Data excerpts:
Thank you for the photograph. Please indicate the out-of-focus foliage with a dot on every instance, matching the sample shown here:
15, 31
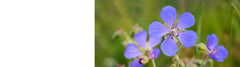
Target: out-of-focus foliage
211, 16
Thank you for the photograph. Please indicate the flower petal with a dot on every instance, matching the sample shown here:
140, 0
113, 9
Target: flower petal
186, 20
221, 52
169, 46
215, 57
132, 51
141, 38
157, 30
154, 42
212, 41
155, 53
136, 63
187, 38
169, 15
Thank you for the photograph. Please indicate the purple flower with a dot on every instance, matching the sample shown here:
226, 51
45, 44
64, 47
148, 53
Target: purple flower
133, 51
218, 53
187, 38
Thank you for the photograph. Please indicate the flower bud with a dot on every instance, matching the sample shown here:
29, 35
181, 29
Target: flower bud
182, 64
202, 48
144, 59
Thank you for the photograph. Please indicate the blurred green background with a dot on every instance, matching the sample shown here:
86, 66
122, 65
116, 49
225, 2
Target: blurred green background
211, 16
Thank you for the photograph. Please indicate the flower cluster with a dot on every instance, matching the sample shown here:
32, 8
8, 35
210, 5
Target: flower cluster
172, 31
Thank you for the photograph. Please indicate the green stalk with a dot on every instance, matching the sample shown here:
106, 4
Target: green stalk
236, 9
231, 33
153, 63
196, 53
180, 48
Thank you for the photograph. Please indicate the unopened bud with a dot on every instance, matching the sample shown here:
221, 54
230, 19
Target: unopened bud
182, 64
202, 48
144, 59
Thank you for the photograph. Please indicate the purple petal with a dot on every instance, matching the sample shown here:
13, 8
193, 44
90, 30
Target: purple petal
157, 30
212, 41
154, 42
186, 20
221, 52
169, 46
136, 63
132, 51
187, 38
169, 15
141, 38
215, 57
155, 53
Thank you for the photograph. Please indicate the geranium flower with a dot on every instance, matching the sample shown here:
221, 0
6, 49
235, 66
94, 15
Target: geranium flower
143, 48
218, 53
186, 37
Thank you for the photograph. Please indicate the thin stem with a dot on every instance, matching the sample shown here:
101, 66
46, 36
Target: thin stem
180, 48
236, 9
153, 63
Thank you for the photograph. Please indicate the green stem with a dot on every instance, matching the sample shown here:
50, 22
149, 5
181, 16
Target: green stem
180, 48
236, 9
153, 63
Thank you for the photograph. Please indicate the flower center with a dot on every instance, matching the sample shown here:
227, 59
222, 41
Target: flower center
174, 31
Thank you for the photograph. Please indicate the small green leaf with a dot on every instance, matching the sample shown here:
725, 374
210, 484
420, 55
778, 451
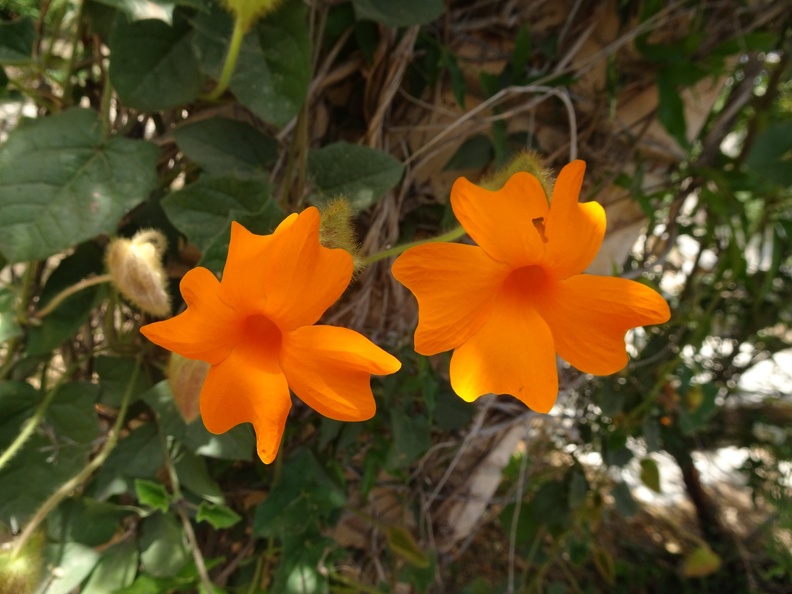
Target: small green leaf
403, 13
219, 516
625, 504
222, 146
361, 174
670, 110
72, 412
116, 569
86, 520
650, 475
203, 211
152, 494
195, 477
236, 444
273, 70
402, 542
701, 562
162, 545
61, 183
16, 41
9, 327
154, 66
69, 564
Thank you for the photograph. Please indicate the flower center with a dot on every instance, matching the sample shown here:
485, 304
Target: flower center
262, 337
526, 283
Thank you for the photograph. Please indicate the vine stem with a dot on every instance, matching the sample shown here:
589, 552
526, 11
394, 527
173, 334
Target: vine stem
452, 235
66, 488
231, 59
69, 291
178, 505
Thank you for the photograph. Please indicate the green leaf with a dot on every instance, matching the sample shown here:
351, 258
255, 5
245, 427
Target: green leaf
650, 475
403, 13
16, 41
203, 211
85, 520
9, 327
73, 312
194, 476
273, 70
152, 494
298, 570
625, 504
219, 516
162, 544
17, 401
236, 444
138, 455
771, 154
69, 564
154, 66
114, 375
305, 495
221, 145
61, 184
401, 541
72, 412
116, 569
34, 474
670, 110
701, 562
361, 174
136, 10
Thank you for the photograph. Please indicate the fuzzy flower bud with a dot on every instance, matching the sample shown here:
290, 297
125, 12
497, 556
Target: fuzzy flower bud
337, 231
136, 268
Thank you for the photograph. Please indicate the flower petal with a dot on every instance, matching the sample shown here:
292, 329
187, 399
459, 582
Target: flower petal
455, 286
288, 276
208, 330
503, 223
574, 230
329, 368
589, 315
512, 353
247, 389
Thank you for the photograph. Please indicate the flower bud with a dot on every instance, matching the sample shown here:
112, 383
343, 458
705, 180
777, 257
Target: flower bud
248, 11
19, 573
528, 161
136, 268
337, 231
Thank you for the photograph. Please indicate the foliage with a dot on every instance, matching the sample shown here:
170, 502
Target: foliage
120, 116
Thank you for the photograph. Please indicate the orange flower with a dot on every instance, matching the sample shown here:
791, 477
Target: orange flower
508, 305
255, 328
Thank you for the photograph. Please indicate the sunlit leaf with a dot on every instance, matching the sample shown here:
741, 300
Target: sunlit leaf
61, 183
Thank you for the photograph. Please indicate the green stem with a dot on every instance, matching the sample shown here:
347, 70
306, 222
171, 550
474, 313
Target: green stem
28, 428
69, 291
178, 504
69, 486
231, 58
452, 235
67, 84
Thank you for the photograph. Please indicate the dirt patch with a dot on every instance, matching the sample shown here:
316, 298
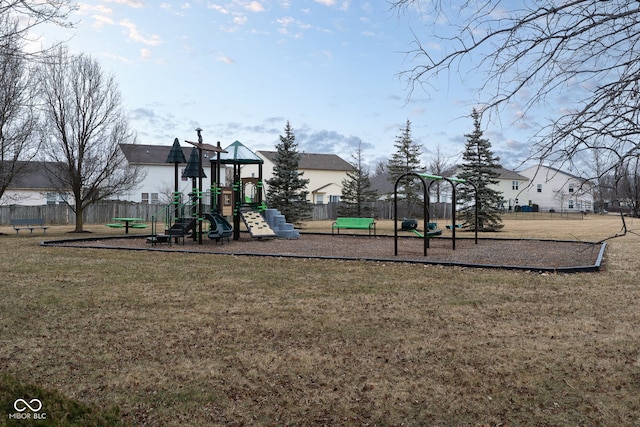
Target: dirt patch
526, 253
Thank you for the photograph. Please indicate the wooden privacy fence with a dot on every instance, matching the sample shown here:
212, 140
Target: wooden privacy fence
103, 213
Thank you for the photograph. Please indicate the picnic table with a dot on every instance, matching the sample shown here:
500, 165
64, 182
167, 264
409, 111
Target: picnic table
127, 223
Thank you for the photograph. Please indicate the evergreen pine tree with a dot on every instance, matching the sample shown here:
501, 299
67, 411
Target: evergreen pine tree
479, 166
357, 194
287, 188
406, 159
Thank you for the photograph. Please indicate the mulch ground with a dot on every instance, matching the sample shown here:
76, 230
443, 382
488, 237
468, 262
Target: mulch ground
506, 253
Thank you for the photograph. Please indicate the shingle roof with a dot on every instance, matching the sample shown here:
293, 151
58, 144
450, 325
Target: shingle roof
153, 154
315, 161
509, 174
33, 176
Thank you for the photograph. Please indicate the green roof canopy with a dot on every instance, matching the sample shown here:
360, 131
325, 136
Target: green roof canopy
438, 177
191, 171
239, 153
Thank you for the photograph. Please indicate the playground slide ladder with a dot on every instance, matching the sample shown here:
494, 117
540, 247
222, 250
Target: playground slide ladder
256, 224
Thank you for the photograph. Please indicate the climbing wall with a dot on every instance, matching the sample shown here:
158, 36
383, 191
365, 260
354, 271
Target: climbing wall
256, 225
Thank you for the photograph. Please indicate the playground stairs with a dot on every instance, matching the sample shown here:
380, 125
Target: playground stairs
182, 227
279, 225
256, 224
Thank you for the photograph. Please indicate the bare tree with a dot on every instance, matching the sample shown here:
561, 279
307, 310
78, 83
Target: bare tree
84, 126
28, 14
538, 51
628, 187
17, 114
440, 165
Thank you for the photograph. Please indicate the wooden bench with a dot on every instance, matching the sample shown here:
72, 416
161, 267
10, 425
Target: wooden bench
28, 224
354, 224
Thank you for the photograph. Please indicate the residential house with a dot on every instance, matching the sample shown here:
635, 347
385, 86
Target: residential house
555, 190
325, 173
511, 184
34, 186
158, 184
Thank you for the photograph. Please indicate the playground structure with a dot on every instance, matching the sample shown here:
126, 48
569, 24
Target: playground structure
243, 199
430, 228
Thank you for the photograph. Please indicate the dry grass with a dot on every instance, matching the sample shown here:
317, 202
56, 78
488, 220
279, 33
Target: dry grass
194, 339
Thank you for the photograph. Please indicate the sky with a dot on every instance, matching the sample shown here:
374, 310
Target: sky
240, 69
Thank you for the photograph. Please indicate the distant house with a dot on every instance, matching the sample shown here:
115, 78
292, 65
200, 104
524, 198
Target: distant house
553, 189
325, 173
511, 184
158, 185
33, 186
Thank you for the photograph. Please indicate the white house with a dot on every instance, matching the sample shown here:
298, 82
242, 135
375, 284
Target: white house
33, 186
511, 184
325, 172
553, 189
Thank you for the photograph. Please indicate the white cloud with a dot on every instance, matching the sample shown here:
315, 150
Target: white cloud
254, 6
240, 19
137, 36
86, 9
99, 21
225, 59
136, 4
218, 8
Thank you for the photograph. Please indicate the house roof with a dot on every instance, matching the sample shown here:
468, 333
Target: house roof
33, 176
314, 161
509, 174
239, 153
154, 154
534, 170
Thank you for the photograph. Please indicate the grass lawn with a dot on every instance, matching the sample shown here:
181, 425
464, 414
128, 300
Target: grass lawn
194, 339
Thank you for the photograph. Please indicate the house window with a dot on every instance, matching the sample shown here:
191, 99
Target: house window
55, 198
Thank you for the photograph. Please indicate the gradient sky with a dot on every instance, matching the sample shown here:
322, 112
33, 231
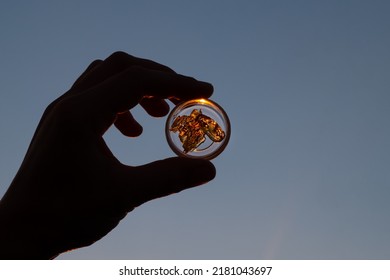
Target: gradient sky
306, 174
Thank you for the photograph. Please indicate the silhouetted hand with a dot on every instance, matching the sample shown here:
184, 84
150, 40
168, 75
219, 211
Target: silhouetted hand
70, 190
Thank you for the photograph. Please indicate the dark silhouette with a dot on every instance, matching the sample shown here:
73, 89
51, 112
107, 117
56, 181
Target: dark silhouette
70, 190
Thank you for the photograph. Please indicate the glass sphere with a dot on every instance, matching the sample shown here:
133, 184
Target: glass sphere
198, 128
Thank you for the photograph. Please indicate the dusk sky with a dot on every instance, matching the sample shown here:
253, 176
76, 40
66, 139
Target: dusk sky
306, 174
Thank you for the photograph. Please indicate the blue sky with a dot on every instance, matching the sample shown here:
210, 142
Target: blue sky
306, 174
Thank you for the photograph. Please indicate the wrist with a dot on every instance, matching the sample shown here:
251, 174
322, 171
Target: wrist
20, 237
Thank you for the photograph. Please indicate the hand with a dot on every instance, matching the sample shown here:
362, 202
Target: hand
70, 190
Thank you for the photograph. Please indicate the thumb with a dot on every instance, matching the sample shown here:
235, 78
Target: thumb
172, 175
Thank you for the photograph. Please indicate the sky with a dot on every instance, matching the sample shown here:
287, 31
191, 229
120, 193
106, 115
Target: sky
306, 174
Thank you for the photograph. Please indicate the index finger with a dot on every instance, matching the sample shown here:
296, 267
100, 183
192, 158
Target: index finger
124, 90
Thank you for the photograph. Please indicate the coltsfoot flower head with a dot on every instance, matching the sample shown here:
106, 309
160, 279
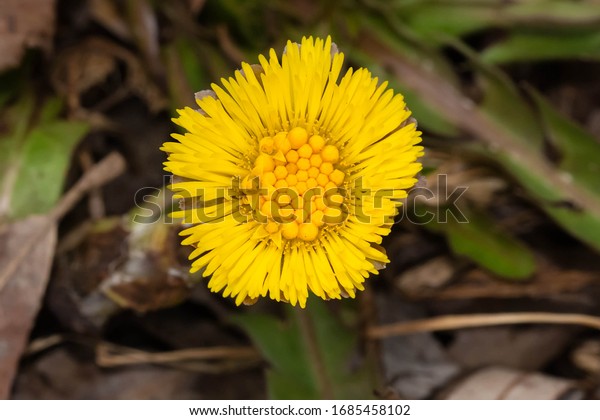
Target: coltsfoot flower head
289, 175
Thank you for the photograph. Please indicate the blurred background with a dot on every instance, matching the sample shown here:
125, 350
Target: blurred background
507, 95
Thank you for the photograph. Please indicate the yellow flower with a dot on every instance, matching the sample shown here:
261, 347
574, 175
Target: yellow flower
289, 176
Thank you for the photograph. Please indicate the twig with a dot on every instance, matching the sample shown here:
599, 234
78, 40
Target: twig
110, 355
453, 322
109, 168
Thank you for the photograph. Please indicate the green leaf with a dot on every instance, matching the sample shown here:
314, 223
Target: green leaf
310, 354
547, 45
579, 151
484, 242
34, 162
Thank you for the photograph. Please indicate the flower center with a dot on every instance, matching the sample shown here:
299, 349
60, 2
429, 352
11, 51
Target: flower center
294, 185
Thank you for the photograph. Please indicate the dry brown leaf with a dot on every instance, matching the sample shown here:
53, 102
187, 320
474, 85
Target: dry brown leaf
20, 299
432, 274
90, 62
24, 24
497, 383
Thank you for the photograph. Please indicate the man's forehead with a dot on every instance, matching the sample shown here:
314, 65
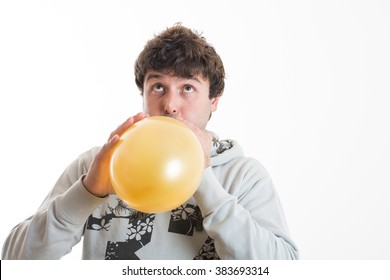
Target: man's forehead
161, 74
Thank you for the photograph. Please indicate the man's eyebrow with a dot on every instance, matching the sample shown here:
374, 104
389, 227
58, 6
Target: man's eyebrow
153, 76
159, 76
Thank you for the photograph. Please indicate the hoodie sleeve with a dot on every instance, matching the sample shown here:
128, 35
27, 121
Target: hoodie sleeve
243, 213
59, 222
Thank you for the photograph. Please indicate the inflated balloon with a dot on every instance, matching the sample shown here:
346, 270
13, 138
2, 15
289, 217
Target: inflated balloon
157, 165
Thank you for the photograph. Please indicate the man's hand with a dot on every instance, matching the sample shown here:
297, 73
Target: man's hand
97, 181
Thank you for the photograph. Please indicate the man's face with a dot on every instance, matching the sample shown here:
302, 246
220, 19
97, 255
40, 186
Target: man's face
177, 97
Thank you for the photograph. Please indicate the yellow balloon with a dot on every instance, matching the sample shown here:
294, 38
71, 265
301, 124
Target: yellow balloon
157, 165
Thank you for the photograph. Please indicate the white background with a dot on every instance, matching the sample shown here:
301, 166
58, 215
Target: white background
307, 94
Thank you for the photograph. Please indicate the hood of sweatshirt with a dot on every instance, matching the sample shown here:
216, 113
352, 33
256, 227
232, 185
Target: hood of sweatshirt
223, 151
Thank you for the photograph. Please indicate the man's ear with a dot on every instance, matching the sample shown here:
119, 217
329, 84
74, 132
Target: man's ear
214, 103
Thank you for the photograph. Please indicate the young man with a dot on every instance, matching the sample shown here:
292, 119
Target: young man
234, 214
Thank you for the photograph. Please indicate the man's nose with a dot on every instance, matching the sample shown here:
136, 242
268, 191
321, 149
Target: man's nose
171, 103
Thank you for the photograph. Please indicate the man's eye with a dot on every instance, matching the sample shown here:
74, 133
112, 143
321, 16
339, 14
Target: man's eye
188, 89
158, 88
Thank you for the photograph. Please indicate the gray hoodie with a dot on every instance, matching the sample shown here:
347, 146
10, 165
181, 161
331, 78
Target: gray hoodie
234, 214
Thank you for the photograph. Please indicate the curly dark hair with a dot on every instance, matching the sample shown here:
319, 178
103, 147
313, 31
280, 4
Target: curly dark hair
184, 53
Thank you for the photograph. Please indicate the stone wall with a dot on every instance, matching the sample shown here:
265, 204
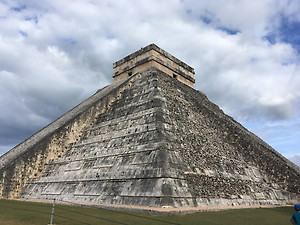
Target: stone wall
152, 141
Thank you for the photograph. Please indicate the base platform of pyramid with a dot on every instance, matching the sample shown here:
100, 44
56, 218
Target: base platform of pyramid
149, 140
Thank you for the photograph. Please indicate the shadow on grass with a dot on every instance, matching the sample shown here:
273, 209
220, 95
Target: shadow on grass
117, 212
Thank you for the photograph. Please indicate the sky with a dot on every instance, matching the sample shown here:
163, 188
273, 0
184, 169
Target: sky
246, 56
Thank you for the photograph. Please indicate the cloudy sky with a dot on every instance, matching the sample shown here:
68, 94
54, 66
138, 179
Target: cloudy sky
246, 55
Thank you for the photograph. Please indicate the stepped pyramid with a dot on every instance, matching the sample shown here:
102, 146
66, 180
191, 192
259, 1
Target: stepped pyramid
149, 139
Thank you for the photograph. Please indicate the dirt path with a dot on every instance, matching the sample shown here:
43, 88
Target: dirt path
147, 209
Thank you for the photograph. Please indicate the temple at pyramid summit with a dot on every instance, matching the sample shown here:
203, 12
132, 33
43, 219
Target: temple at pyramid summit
149, 139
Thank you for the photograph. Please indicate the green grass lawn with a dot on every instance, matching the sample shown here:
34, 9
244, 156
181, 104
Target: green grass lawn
25, 213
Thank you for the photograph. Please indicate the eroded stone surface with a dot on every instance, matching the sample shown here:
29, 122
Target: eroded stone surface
152, 141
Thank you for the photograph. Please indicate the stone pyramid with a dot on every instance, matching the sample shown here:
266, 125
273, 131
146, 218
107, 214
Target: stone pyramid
149, 139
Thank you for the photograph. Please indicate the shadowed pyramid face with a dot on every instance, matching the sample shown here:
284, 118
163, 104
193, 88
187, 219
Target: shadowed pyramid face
148, 140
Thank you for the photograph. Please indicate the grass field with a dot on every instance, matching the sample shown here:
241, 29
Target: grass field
25, 213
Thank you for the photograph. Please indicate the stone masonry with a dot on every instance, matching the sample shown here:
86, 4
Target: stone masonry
149, 140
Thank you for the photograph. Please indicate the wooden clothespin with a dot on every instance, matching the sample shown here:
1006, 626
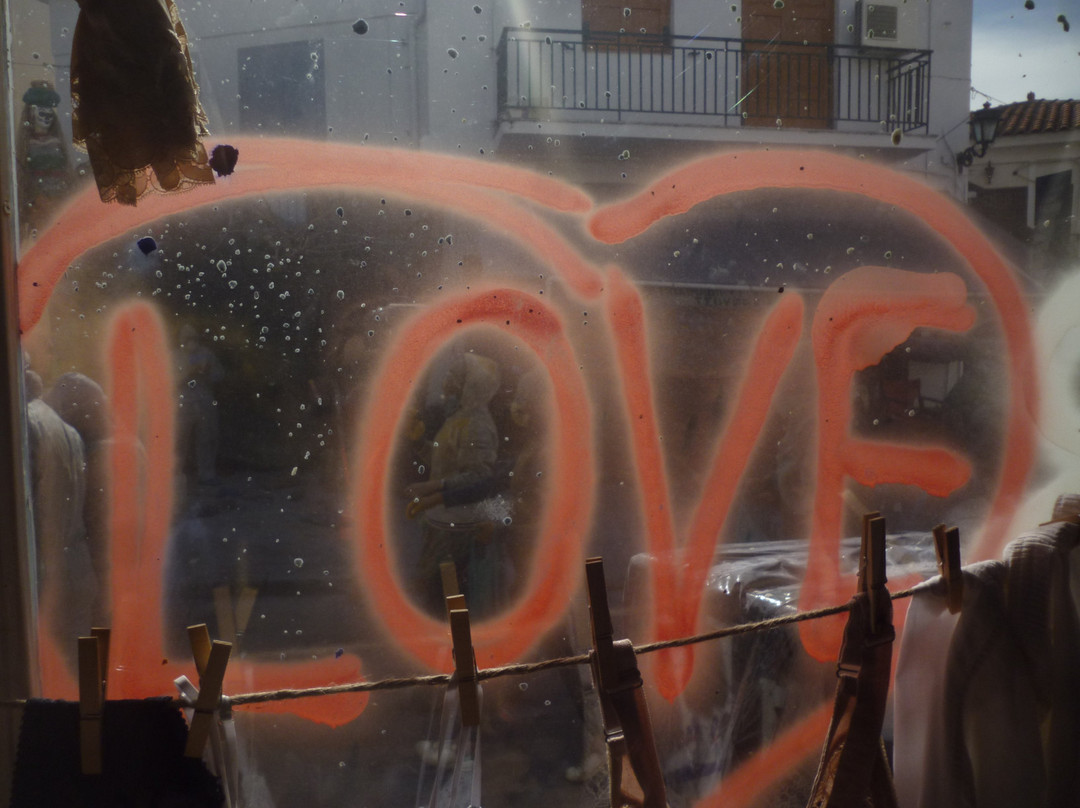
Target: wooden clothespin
211, 661
599, 617
464, 661
628, 726
947, 548
93, 681
448, 574
872, 566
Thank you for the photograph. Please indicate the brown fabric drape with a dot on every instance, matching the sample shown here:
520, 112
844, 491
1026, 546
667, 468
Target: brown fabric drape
134, 99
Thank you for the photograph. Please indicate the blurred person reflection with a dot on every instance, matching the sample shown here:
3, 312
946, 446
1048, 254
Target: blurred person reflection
457, 520
198, 372
66, 578
80, 402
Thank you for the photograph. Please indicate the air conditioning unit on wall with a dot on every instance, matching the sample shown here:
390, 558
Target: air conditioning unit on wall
890, 25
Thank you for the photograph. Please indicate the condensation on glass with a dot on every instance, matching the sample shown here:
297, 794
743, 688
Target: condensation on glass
689, 285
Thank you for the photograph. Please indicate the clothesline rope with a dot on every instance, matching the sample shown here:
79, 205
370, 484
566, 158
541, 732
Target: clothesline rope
522, 669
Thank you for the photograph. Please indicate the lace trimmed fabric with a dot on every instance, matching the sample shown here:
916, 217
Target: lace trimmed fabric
134, 99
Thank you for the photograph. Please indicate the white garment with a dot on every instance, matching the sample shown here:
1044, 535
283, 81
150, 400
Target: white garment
984, 709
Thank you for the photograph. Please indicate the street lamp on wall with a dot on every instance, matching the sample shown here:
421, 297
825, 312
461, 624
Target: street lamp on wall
983, 128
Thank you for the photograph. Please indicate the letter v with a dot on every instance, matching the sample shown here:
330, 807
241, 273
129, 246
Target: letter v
678, 577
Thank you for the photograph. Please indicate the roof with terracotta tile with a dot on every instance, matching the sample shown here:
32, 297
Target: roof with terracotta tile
1037, 116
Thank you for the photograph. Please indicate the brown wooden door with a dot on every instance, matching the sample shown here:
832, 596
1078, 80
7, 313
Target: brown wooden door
783, 79
639, 21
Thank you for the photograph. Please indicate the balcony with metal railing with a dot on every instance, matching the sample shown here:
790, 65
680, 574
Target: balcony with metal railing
665, 79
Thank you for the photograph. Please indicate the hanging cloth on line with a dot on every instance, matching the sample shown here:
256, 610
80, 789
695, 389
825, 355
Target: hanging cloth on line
143, 762
134, 101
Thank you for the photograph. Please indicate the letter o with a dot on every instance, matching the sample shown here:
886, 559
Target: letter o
555, 570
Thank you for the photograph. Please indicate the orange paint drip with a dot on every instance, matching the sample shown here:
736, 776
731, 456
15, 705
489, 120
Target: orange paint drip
553, 577
679, 580
139, 455
768, 766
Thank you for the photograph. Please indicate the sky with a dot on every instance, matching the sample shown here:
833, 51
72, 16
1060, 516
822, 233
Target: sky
1015, 50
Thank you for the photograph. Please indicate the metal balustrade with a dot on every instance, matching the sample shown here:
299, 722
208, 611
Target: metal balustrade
566, 75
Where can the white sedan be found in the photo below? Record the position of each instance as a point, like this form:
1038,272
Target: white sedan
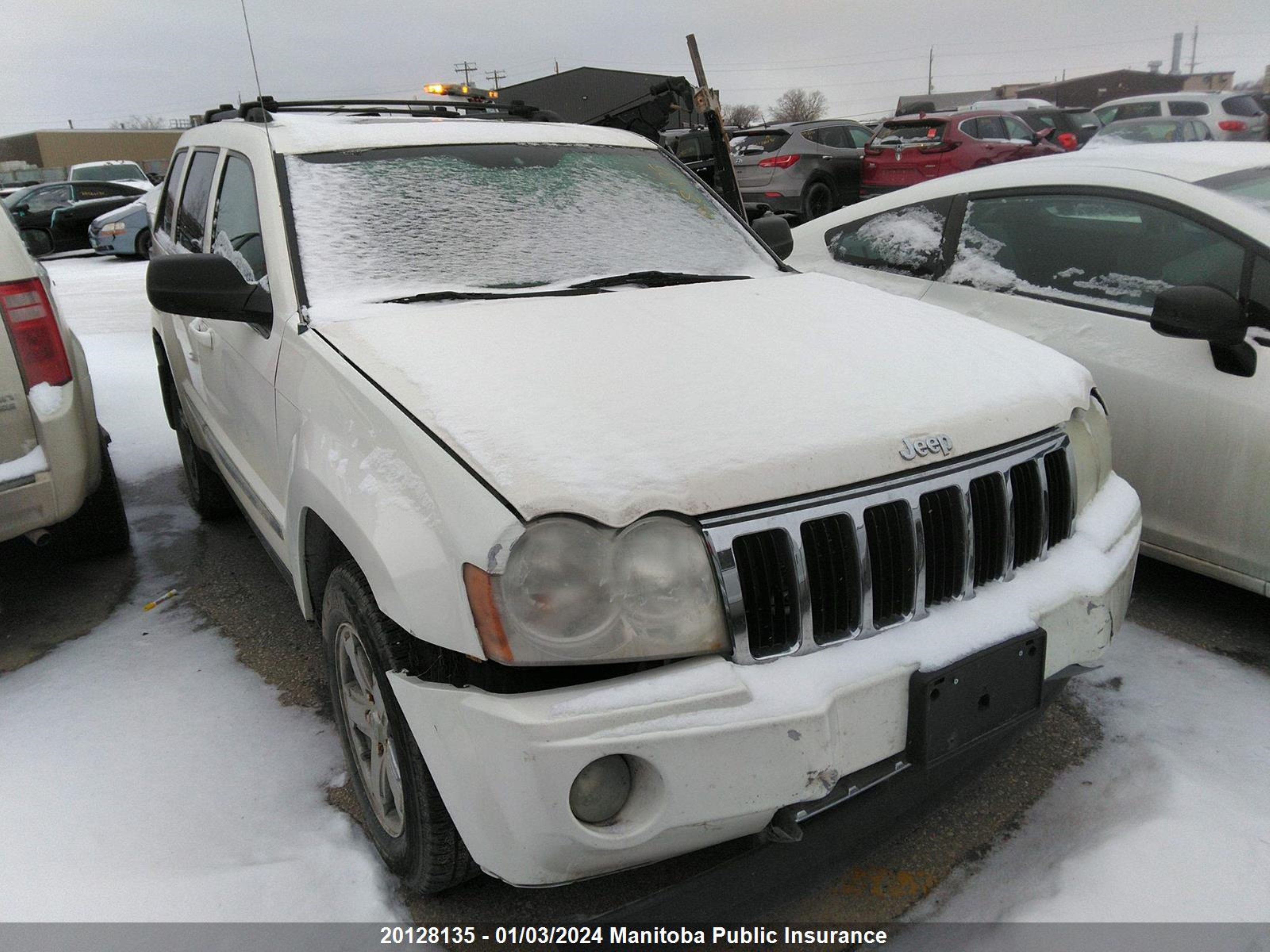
1149,265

— WHAT TO PRODUCE —
Both the line containing "Target: hanging cloth on line" and the last line of the records above belong in the exact copy, along with every line between them; pictures do not.

— RESPONSE TO THIS TASK —
Target: hanging cloth on line
143, 762
134, 101
Thank you for the photograph. Please indicate the letter o with a dot on every instance, matching the sample shown here:
886, 559
Target: letter o
555, 570
Thank you for the photograph. Please indicate the orange paint drip with a dot on every instance, matching the sample shown here:
736, 776
731, 456
15, 705
489, 120
Target: orange paint drip
553, 577
679, 580
139, 455
768, 766
Thank you for the photograph. Please indicate the sky with a dot on every instance, matching the sample shown here:
833, 51
72, 16
1060, 516
822, 233
Target: sky
1015, 50
Thank you for the photograph. Please indicate the metal balustrade with a dot on every instance, matching the sample shown here:
299, 722
208, 611
Target: metal balustrade
566, 75
Where can the white sedan be found in the photo below? Record the position of each instance as a point, like this form:
1038,272
Target: white sedan
1149,265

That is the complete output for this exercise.